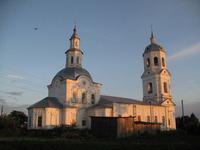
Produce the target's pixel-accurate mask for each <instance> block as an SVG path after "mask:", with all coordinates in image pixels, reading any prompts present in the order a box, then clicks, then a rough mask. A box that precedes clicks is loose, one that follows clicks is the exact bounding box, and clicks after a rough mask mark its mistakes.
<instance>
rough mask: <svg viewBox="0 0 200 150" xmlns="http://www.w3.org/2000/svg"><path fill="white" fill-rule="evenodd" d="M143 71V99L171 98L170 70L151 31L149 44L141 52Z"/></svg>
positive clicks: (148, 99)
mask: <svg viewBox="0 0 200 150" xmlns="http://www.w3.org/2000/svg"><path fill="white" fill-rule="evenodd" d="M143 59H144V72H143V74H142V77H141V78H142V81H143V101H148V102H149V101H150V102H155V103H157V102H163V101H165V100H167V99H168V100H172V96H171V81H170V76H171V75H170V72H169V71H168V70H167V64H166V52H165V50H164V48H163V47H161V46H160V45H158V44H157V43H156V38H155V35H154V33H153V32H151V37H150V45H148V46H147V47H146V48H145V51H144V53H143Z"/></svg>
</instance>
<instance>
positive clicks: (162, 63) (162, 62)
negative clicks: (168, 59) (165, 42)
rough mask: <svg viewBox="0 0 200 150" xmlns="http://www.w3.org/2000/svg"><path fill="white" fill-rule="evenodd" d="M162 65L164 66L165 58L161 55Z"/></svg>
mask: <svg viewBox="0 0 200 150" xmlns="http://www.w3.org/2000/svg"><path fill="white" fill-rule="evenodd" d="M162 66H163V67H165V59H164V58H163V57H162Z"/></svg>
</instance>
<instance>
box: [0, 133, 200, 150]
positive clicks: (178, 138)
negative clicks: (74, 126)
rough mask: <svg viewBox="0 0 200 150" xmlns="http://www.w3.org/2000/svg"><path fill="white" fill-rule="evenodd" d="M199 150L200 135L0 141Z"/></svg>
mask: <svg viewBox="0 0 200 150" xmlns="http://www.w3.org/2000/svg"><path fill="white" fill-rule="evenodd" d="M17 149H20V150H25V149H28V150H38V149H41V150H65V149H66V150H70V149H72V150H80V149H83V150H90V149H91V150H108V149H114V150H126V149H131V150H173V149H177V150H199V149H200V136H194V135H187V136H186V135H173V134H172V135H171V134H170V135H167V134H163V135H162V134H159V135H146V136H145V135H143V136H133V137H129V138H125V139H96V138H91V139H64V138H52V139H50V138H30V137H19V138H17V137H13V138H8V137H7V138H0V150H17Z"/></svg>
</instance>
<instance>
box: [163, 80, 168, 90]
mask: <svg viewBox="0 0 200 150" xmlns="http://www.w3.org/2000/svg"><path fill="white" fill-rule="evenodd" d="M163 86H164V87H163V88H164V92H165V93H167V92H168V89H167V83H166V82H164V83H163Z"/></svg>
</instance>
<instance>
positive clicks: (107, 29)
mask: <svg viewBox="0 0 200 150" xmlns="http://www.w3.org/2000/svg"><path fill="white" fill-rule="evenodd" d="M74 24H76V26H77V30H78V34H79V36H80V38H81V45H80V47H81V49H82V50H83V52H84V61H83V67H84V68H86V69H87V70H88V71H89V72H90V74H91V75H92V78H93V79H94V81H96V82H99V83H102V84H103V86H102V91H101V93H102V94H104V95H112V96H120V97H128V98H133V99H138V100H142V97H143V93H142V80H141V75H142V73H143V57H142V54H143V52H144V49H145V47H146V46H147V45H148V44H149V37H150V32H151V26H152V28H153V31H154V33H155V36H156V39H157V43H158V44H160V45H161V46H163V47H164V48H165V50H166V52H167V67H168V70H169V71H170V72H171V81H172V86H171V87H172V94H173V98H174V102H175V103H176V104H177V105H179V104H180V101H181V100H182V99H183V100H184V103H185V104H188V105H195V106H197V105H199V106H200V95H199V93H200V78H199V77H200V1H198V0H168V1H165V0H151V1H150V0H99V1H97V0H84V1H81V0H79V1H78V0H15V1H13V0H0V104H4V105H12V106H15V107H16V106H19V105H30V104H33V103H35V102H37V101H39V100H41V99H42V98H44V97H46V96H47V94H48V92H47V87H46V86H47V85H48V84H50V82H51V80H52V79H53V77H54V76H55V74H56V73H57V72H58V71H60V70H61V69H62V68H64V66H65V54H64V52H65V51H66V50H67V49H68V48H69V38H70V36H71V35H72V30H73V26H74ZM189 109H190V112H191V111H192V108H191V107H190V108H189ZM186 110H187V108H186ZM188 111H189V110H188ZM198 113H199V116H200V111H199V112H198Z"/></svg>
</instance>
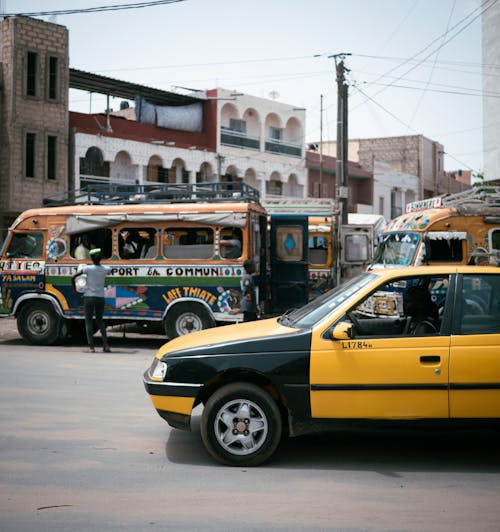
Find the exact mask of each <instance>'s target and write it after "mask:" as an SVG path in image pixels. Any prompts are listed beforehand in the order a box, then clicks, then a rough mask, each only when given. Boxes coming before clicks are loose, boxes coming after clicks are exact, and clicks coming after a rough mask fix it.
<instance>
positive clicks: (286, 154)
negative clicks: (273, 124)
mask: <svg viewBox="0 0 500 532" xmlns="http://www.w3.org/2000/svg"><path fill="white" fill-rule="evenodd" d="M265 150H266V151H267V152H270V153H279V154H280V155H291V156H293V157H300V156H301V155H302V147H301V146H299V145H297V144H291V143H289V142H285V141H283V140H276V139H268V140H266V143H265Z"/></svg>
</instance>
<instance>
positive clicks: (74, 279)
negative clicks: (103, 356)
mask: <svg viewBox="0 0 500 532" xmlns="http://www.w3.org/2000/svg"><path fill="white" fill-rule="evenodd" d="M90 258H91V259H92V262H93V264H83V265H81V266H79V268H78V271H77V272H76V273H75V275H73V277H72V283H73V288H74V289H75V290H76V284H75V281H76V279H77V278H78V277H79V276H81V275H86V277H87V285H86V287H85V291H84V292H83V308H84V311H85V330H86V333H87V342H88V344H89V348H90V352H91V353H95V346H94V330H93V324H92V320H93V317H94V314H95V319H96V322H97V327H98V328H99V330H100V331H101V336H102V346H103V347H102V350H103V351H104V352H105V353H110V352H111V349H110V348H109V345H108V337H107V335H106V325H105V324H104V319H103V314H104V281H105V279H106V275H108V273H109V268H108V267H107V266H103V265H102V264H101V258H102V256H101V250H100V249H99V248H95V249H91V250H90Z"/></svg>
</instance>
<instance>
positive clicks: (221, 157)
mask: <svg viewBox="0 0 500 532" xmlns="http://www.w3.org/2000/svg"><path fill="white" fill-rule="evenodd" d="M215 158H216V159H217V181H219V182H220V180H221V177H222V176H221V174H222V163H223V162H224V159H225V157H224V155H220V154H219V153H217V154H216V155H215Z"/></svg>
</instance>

:::::

→ Description of the task: Show each line above that contains the word "positive", treating uppercase and lowercase as different.

→ Written solution:
positive clicks: (148, 99)
positive clicks: (162, 63) (162, 62)
positive clicks: (178, 138)
positive clicks: (107, 29)
positive clicks: (286, 154)
positive clicks: (74, 279)
positive clicks: (221, 157)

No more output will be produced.